(Natural language region descriptions)
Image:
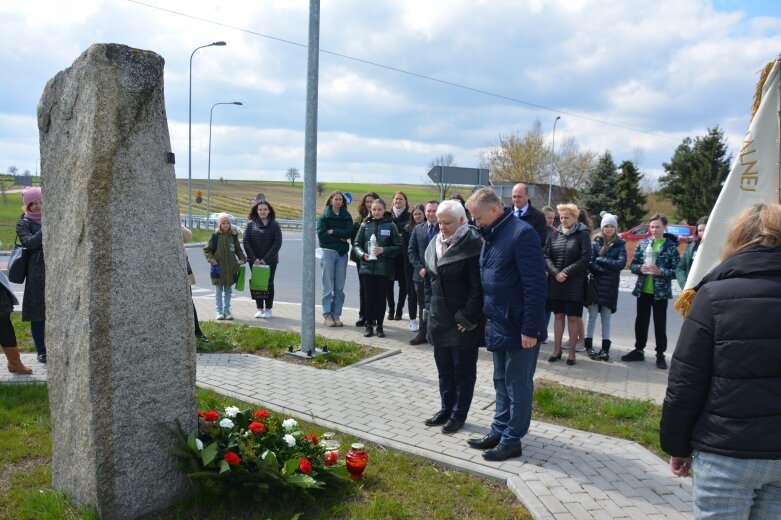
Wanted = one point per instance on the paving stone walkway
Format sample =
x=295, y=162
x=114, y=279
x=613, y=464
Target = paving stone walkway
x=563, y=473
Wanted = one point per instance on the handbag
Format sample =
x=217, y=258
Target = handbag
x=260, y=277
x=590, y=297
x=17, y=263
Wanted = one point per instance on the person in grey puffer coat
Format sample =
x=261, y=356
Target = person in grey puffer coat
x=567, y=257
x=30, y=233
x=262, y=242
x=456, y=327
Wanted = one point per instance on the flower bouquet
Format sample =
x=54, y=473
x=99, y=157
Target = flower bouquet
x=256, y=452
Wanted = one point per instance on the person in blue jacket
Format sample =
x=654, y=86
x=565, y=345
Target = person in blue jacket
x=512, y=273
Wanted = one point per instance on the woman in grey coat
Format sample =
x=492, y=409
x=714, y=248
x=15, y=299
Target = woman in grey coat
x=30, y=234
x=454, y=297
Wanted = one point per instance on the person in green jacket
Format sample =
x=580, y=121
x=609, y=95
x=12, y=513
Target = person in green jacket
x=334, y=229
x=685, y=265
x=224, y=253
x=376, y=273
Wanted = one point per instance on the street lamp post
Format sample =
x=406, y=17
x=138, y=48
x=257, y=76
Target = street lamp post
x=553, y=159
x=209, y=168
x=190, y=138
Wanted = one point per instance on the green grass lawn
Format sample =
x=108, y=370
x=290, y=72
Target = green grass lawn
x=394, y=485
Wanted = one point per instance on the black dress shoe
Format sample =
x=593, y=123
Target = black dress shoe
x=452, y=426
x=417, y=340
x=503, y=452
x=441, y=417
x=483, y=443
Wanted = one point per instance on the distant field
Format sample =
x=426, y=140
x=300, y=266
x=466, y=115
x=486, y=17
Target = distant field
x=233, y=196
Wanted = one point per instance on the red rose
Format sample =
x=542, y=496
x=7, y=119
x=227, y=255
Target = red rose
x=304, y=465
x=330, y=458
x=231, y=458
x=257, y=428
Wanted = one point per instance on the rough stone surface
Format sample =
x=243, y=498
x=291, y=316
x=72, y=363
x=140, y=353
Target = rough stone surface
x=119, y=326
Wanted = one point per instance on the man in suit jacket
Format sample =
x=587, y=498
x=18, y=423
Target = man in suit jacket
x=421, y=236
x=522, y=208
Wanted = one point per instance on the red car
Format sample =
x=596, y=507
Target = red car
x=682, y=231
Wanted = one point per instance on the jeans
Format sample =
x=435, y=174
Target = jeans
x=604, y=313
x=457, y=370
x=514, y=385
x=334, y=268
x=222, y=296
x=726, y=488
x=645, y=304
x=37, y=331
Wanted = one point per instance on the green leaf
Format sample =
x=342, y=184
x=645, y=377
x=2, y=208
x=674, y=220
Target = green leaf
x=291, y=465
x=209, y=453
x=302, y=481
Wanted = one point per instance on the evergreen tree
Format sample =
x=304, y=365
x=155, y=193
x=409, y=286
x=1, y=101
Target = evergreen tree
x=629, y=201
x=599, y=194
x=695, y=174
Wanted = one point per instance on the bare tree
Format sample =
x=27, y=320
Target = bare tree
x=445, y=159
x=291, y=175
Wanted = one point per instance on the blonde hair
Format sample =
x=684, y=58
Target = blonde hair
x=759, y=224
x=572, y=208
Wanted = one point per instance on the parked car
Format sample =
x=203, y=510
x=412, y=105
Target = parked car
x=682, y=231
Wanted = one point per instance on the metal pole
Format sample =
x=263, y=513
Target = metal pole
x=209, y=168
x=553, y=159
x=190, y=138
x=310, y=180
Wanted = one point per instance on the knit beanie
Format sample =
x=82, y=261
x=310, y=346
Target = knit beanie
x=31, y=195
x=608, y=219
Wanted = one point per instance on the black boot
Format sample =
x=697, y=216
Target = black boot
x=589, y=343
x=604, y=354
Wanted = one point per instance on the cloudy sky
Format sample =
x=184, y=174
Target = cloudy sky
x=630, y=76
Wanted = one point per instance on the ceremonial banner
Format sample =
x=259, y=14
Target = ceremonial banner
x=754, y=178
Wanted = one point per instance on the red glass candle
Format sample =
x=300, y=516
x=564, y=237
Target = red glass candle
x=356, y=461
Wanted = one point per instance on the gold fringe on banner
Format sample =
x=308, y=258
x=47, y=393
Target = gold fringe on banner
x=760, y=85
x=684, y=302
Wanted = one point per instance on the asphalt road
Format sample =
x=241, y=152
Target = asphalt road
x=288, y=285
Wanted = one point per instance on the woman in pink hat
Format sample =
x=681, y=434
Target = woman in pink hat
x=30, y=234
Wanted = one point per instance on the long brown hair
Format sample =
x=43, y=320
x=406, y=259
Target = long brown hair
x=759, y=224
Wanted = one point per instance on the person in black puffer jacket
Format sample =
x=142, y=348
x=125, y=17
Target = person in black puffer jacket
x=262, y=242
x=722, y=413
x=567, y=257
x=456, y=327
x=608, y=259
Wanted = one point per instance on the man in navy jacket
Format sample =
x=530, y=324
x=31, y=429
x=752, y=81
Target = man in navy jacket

Assignment
Every line from the top of the entries through the line that holds "x=243, y=498" is to be quoted exactly, please, and nothing else; omit the pictures.

Result for this task
Image:
Wanted = one point per instance on the paving stone walkway
Format sample =
x=295, y=162
x=114, y=279
x=613, y=464
Target = paving stone walkway
x=563, y=473
Wanted = one point per instance on the handbag
Format sample =
x=217, y=258
Target = handbag
x=260, y=277
x=590, y=297
x=17, y=263
Wanted = one point per instance on the person in grey puffer coat
Format sample =
x=261, y=356
Target = person in grey puffer coat
x=567, y=257
x=30, y=233
x=262, y=242
x=456, y=327
Wanted = one point per instance on the flower bouquet
Format sample =
x=54, y=473
x=99, y=157
Target = flower bouquet
x=256, y=452
Wanted = one point per instance on the person in blue jacket
Format sample =
x=654, y=86
x=565, y=345
Target = person in blue jacket
x=512, y=273
Wanted = one point per instance on the woman in grey coat
Format sample =
x=492, y=409
x=714, y=248
x=15, y=299
Target = woman in grey coat
x=30, y=234
x=454, y=297
Wanted = one point per instance on the person in green jacket
Format sample =
x=580, y=121
x=609, y=95
x=12, y=513
Target = person in green jacket
x=334, y=229
x=685, y=265
x=224, y=253
x=376, y=273
Wanted = one point per instance on the street lamp post
Format sample =
x=406, y=17
x=138, y=48
x=257, y=76
Target = street lamp post
x=553, y=159
x=209, y=168
x=190, y=138
Wanted = one point per instance on the green grass lawn
Format sample =
x=108, y=370
x=290, y=72
Target = green grass lawn
x=394, y=485
Wanted = one point per instance on the black dress shoe
Format sample =
x=593, y=123
Target = black dress shoe
x=452, y=426
x=417, y=340
x=503, y=452
x=441, y=417
x=483, y=443
Wanted = one point per instance on the distant field
Format sample =
x=426, y=140
x=300, y=266
x=466, y=115
x=486, y=17
Target = distant field
x=233, y=196
Wanted = one point per instance on the red rose
Format sample =
x=542, y=496
x=7, y=119
x=227, y=255
Target = red rose
x=304, y=465
x=330, y=458
x=231, y=458
x=257, y=428
Wanted = one point per instance on the rough stone surface
Format sample =
x=243, y=498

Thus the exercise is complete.